== TASK GOAL ==
Identify all lines of the data containing the string "woman" and copy them.

== ENTRIES SHOWN ==

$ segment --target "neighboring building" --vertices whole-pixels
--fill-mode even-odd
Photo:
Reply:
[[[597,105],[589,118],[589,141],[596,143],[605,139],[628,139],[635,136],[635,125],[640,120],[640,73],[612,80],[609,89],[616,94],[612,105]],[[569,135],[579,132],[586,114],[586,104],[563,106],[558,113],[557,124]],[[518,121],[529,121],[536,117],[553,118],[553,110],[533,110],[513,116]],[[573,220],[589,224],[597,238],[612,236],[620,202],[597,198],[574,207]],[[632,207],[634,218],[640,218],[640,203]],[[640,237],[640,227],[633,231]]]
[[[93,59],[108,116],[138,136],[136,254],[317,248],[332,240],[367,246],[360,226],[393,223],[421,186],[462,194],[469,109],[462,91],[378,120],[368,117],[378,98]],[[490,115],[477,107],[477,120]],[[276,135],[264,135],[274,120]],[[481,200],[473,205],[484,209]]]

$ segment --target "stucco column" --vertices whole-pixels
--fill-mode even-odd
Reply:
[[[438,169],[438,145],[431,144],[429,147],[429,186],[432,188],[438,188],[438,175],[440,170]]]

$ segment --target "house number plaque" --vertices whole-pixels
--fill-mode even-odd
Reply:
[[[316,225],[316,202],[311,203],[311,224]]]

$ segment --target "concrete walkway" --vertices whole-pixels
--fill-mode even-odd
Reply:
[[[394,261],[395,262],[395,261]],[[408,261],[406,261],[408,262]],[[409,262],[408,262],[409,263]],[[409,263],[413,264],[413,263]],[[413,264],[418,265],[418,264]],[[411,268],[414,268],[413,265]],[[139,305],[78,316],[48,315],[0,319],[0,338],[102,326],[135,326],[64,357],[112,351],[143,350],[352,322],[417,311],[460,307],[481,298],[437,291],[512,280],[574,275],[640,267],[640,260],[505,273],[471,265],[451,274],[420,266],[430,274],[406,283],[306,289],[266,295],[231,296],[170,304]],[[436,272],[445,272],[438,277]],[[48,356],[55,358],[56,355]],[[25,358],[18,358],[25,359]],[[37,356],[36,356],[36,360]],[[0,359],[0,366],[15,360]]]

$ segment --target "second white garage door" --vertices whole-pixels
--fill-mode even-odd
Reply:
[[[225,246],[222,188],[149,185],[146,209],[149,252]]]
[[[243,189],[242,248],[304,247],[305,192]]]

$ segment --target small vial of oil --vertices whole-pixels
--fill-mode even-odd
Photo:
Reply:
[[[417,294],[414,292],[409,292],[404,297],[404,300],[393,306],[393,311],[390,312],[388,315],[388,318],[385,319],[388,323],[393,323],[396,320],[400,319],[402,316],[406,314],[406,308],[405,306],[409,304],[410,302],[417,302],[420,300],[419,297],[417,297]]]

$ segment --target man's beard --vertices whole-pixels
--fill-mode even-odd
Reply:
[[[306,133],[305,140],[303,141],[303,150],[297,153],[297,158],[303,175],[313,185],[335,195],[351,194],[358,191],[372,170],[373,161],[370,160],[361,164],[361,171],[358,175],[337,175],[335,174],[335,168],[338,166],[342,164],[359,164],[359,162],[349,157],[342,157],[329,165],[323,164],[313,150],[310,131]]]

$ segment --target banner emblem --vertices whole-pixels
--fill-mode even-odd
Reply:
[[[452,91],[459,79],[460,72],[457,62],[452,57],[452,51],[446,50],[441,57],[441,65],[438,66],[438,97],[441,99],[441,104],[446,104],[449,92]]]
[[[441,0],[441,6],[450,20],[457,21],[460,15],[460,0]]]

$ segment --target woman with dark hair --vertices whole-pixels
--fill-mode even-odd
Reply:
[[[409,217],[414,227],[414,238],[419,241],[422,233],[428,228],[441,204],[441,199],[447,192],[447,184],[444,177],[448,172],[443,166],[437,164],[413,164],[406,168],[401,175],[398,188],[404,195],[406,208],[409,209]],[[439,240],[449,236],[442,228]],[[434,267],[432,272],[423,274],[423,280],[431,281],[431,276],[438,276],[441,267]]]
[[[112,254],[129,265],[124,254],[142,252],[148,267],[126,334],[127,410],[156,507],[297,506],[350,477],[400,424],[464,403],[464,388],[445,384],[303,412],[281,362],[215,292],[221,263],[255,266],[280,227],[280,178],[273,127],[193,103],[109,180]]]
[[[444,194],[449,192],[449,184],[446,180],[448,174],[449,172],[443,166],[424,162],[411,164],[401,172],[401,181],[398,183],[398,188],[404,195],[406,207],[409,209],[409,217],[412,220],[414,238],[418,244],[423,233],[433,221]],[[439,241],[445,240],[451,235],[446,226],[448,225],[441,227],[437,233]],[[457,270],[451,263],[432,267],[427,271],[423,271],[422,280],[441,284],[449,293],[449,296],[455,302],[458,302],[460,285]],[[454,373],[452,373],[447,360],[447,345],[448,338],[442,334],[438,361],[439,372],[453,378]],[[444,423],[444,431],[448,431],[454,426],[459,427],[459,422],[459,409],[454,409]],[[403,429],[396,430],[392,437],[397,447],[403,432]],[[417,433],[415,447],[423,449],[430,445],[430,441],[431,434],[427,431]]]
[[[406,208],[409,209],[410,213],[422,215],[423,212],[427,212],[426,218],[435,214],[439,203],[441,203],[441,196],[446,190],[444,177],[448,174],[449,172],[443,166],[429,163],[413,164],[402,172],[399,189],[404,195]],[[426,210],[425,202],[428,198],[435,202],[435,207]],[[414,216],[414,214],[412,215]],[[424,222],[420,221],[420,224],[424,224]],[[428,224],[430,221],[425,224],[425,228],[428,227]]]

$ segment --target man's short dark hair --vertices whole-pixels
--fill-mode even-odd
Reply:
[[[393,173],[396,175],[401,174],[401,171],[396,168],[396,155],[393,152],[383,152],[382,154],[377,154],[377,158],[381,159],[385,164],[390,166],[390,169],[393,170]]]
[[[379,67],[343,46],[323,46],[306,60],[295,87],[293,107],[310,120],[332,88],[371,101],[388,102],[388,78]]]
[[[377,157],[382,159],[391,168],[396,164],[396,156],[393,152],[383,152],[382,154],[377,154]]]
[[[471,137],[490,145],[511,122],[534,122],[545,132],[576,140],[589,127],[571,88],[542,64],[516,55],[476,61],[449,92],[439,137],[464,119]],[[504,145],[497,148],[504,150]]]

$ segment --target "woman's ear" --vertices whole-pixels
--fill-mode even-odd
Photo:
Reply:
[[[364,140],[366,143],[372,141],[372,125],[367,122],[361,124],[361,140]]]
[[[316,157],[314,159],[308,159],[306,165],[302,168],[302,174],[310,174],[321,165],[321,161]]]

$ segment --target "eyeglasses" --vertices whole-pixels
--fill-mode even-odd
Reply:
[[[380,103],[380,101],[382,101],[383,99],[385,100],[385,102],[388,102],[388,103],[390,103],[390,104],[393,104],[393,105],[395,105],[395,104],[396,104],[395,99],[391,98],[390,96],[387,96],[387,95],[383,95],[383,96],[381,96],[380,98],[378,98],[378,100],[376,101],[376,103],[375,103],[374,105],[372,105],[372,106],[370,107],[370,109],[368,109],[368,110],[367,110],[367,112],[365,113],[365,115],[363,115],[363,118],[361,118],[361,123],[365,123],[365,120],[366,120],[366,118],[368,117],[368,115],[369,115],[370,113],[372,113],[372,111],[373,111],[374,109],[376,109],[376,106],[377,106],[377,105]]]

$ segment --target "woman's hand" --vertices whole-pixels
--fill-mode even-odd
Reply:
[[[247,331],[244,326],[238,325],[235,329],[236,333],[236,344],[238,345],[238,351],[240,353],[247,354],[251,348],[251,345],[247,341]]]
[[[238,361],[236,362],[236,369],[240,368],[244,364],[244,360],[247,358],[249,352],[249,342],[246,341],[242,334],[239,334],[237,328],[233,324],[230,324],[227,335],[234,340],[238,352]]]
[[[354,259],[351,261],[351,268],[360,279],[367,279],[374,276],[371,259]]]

== WRITTEN SOLUTION ==
$ segment --target woman with dark hair --vertices whole-pixels
$ segment --target "woman's ear" --vertices whole-pixels
$ segment --target "woman's hand" --vertices whole-pixels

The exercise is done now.